• Requirement:
Do statements (a), (b), and (c) agree with the crawler documentation below? Answer yes or no for each and quote the deciding words.
(a) The documented attributes must be present for the crawler to work.
(b) If the HTML lacks the documented elements, the crawler leaves those fields empty.
(c) The published date in the DC.date meta tag is given in ISO 8601 format.

The Prolegis crawler uses an article extraction tool to find metadata from source content. The documentation below describes how to format your HTML so that we can extract high quality metadata. We’ve attempted to support open standards for HTML metadata wherever possible, so following these formats may improve metadata in other crawler based sources.

The attributes below are optional. If the HTML does not contain the documented elements, our crawler will attempt to pick the best value. If you're unsure why the crawler is not behaving as expected, or if you generally have questions about the crawler, please contact us via the chat tool in the bottom right corner of this screen.

Crawler Page Schema

Field Priority Placement Format Example
Title 1 head
<meta name="DC.title" content="{value}">
<meta name="DC.title" content="Chemical Spills">
2 inline
<h1 class="article"></h1>
<h1 class="article">Chemical Spills</h1>
Authors 1 head
<meta name="DC.author" content="{value}">
<meta name="DC.author" content="Author 1">
<meta name="DC.author" content="Author 2">
2 inline
<span class="by_author">{value}</span>
<span class="by_author">Mark Twain</span>
3 inline
<span class="author">{value}</span>
<span class="author">Mark Twain</span>
Published Date 1 head
<meta name="DC.date" content="{ISO 8601 datetime}">
<meta name="DC.date" content="2020-01-27">
2 inline
<span class="article_datetime">{ISO 8601 datetime}</span>
<span class="article_datetime">2020-01-27</span>
Image Url 1 head
<meta property="og:image" content="{image URL}" />
<meta property="og:image"
   content="http://example.com/rock.jpg" />

• Given data:
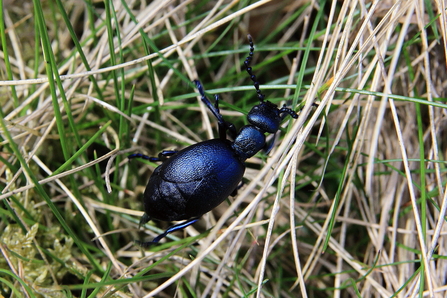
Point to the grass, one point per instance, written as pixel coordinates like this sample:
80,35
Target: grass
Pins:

• The answer:
(a) No: "The attributes below are optional."
(b) No: "our crawler will attempt to pick the best value."
(c) Yes: "<meta name="DC.date" content="{ISO 8601 datetime}">"